— ZADANIE A —
Odpowiedz na pytania do tekstu o Instytucie Pokolenia:
(i) Którego dnia Mateusz Morawiecki wydał zarządzenie o utworzeniu Instytutu Pokolenia?
(ii) Jakim stosunkiem głosów ustawa o Instytucie Rodziny i Demografii przeszła w pierwszym czytaniu?
(iii) W jakim dniu tygodnia zarządzenie o Instytucie Pokolenia weszło w życie?

— FRAGMENT DOKUMENTU —
******

Mateusz Morawiecki powołał do życia Instytut Pokolenia. Tymczasem w parlamencie wciąż leży ustawa o Instytucie Rodziny i Demografii. Rządowe projekty mają realizować niemal identyczne zadania. Czy Prawo i Sprawiedliwość obawia się, że ustawa Wróblewskiego nie wyjdzie z Sejmu?
Podczas 43. posiedzeniu Sejmu PiS przegłosowało ustawę o powołaniu Instytutu Rodziny i Demografii większością zaledwie jednego głosu. Projekt trafił do prac w komisji
Niewykluczone, że rząd obawia się odrzucenia projektu po senackich poprawkach. 9 grudnia Mateusz Morawiecki wydał bowiem zarządzenie o utworzeniu Instytutu Pokolenia
Jak wyjaśnia dla "Rzeczpospolitej" Centrum Informacyjne Rządu, organ ma wspierać rząd przy wypracowywaniu "rozwiązań ludnościowych"
"Przedmiotem działalności Instytutu jest gromadzenie, opracowywanie oraz udostępnianie organom władzy publicznej informacji o istotnych zjawiskach i procesach demograficznych, społecznych i kulturowych w Polsce" – czytamy w zarządzeniu Mateusza Morawieckiego. Jak zauważa "Rzeczpospolita", Instytut Pokolenia został powołany po cichu. Zarządzenie w tej sprawie weszło w życie w sobotę.
Ustawa o Instytucie Rodziny i Demografii trafi do kosza?
Tymczasem w Sejmie wciąż trwają prace nad ustawą o Instytucie Rodziny i Demografii. W pierwszym czytaniu ustawa przeszła stosunkiem 205 do 204 głosów. Wszystko za sprawą nieobecności części posłów Koalicji Obywatelskiej oraz niezdecydowania 3 polityków Koalicji Polskiej.

******

— DANE DO PRZETWORZENIA —
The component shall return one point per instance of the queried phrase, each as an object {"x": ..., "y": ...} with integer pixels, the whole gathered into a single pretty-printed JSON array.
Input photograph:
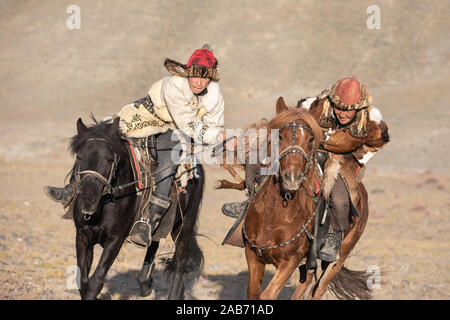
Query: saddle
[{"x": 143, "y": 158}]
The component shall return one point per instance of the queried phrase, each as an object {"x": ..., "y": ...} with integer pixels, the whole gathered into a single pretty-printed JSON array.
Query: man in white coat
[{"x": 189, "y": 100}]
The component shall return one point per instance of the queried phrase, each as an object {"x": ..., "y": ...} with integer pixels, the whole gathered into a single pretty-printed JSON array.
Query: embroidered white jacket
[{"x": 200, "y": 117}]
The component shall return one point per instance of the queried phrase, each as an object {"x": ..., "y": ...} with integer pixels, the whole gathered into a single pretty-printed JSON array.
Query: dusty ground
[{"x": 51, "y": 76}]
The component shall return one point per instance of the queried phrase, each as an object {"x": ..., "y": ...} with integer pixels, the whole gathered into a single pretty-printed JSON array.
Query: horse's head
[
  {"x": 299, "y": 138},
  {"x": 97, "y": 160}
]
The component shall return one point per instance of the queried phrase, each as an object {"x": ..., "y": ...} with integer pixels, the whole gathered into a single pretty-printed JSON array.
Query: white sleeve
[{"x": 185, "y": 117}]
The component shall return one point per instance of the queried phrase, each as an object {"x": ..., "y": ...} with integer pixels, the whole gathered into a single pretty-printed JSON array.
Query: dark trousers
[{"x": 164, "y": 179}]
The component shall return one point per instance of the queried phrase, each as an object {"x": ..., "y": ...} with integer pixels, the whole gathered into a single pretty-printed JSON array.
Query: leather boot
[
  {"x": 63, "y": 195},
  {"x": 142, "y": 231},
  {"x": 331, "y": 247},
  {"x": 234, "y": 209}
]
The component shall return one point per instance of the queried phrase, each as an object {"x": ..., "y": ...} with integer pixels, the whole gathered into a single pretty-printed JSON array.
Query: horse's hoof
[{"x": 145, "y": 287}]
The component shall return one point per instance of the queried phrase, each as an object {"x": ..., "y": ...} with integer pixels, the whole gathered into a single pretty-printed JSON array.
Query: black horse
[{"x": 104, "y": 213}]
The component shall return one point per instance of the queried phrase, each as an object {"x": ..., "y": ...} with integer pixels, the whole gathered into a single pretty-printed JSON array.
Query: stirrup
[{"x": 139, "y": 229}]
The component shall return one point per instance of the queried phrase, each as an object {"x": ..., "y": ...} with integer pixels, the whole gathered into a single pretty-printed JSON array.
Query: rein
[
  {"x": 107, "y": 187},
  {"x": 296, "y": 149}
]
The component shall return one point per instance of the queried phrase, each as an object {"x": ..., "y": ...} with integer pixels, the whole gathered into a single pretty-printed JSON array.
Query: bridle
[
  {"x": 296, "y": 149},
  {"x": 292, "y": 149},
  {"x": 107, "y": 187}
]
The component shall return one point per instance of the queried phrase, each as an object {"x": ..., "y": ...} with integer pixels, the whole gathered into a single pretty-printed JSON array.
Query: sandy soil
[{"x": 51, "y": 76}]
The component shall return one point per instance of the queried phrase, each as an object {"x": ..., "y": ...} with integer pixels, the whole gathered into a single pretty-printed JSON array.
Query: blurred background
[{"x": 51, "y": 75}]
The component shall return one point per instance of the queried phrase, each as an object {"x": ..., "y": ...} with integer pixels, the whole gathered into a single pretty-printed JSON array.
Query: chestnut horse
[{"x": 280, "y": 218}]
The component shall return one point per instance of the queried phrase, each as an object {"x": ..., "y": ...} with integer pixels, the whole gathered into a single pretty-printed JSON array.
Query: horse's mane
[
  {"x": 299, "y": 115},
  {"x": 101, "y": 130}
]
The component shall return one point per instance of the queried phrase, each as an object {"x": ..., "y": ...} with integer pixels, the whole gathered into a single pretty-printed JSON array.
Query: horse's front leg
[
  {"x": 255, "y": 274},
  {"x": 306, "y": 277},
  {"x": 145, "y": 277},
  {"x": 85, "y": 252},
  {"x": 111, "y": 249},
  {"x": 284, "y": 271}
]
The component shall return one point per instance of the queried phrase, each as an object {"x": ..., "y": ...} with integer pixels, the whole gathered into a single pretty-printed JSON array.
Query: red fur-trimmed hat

******

— ZADANIE B —
Wypisz każdy wiersz z wpisów powyżej, w którym występuje słowo "white". Wielkość liter ma znaczenie.

— WYNIK ZADANIA A —
(i) 9 grudnia.
(ii) 205 do 204 głosów.
(iii) W sobotę.

— WYNIK ZADANIA B —
Query: man in white coat
Query: embroidered white jacket
Query: white sleeve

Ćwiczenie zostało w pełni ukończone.